To be done –
Reproduce the part of the faculty profile between "Dr. Tesser is" and "intensify nationalist politics.", inclusive, word for word.
:: Reading passage ::
Lynn M. Tesser, Ph.D.

Associate Professor of International Relations
Command and Staff College

Contact Information

Phone: (703) 432-6290
Email: lynn.tesser@usmcu.edu
Areas of Interest: State-making and International Order, Nationalism and Ethnic Conflict, Forced Migration and Nation-Building, Ethnographic Approaches to Security Studies, Post-Conflict Reconstruction, Balkans Politics and Security, European Politics and Security

Education

Ph.D. Political Science, University of Chicago
M.A. Political Science, University of Chicago
B.A. Political Science, Reed College

Biography

Dr. Tesser is an Associate Professor of International Relations with expertise at the intersection of comparative politics, international relations, and history. Her early research analyzed the impact of international institutions' efforts to advance a cosmopolitan variant of liberalism in East-Central European societies lacking broad support for all liberal and border-effacing reforms required for joining the European Union. Fellowships from the Social Science Research Council, Fulbright Commission, and the MacArthur and Mellon Foundations, among others, funded this research. Her first book Ethnic Cleansing and the European Union (Palgrave 2013) explains why EU enlargement may intensify nationalist politics. 

Prof. Tesser’s second book brings the vast body of recent historiography on modern empires to studies of nationalism, state proliferation, and international order to offer a fresh look at why nation-states eventually replaced empires. Rethinking the End of Empire (Stanford 2024) recovers the historical context–including the political, cultural, and socio-economic environment, and key actors’ self-understandings–during prominent pre-independence periods in the Americas, Balkans, Anatolia, Central and Eastern Europe, Asia, and Africa overlooked in multi-case studies. Nuanced historiography shows that nationalism often existed more in the perceptions of external observers than of local activists and insurgents.
:::
:: Extracted material ::
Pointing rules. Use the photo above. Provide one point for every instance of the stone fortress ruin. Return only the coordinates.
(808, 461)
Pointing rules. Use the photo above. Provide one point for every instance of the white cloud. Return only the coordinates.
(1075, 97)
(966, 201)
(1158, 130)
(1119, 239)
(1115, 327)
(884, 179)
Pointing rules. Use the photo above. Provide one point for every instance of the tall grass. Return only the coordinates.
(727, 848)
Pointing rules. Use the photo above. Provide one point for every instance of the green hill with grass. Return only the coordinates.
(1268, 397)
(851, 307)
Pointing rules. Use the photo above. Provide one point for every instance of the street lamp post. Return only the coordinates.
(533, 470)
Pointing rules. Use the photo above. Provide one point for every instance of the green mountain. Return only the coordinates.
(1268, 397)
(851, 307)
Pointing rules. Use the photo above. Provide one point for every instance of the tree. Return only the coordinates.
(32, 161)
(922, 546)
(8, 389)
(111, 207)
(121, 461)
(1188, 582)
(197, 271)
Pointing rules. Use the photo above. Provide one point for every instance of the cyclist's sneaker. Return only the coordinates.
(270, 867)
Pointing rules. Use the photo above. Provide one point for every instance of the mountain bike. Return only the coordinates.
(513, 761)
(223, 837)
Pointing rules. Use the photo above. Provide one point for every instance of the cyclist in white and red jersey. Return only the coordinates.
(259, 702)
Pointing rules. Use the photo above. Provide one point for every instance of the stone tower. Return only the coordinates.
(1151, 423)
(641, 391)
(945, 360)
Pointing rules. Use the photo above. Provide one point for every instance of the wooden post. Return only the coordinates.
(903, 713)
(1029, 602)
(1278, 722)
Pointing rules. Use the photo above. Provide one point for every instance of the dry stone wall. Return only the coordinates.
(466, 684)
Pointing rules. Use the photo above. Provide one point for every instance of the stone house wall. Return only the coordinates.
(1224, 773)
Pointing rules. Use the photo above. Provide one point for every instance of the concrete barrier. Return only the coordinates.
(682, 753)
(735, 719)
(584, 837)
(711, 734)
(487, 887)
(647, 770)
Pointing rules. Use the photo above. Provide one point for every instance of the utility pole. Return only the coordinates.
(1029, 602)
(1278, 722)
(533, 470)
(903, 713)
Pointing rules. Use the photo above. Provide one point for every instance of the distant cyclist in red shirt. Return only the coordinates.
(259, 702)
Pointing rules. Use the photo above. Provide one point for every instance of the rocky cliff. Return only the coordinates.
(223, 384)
:::
:: Extracted material ::
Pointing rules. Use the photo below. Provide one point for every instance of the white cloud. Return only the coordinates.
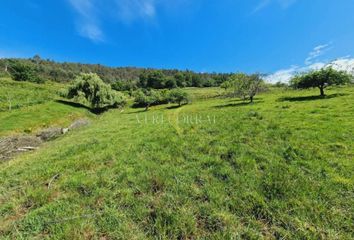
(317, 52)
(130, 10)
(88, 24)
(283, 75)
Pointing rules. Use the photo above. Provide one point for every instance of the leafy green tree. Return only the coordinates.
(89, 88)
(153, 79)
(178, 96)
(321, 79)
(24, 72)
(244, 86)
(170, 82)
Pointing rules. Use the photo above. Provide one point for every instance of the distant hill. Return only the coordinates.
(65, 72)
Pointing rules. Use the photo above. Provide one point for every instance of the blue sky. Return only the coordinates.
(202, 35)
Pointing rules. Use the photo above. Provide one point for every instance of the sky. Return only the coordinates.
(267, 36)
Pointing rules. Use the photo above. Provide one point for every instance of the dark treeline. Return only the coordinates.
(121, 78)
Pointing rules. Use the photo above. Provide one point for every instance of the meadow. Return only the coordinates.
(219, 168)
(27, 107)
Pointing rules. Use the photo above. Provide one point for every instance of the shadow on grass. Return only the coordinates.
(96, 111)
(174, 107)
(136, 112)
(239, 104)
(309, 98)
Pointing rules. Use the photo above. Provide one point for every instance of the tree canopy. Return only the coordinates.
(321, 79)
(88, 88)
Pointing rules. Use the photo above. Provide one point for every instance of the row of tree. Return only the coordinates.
:::
Written solution –
Dr. Tesser is an Associate Professor of International Relations with expertise at the intersection of comparative politics, international relations, and history. Her early research analyzed the impact of international institutions' efforts to advance a cosmopolitan variant of liberalism in East-Central European societies lacking broad support for all liberal and border-effacing reforms required for joining the European Union. Fellowships from the Social Science Research Council, Fulbright Commission, and the MacArthur and Mellon Foundations, among others, funded this research. Her first book Ethnic Cleansing and the European Union (Palgrave 2013) explains why EU enlargement may intensify nationalist politics.